== SUPPLIED MATERIAL ==
□ □ □ □

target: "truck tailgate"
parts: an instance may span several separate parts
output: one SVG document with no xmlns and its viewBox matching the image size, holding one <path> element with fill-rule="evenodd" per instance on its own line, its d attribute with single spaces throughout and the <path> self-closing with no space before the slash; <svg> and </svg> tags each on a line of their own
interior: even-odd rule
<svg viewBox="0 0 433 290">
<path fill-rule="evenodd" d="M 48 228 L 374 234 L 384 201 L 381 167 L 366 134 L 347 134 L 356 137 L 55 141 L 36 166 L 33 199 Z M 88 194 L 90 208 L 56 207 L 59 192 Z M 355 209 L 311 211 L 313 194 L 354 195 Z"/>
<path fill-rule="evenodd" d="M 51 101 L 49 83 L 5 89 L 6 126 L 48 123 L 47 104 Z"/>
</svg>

□ □ □ □

== EXERCISE DIRECTIONS ==
Print the lines from the start of the rows through the line containing "parts: an instance", exactly as they appear.

== TASK SOLUTION ==
target: "truck tailgate"
parts: an instance may span several separate parts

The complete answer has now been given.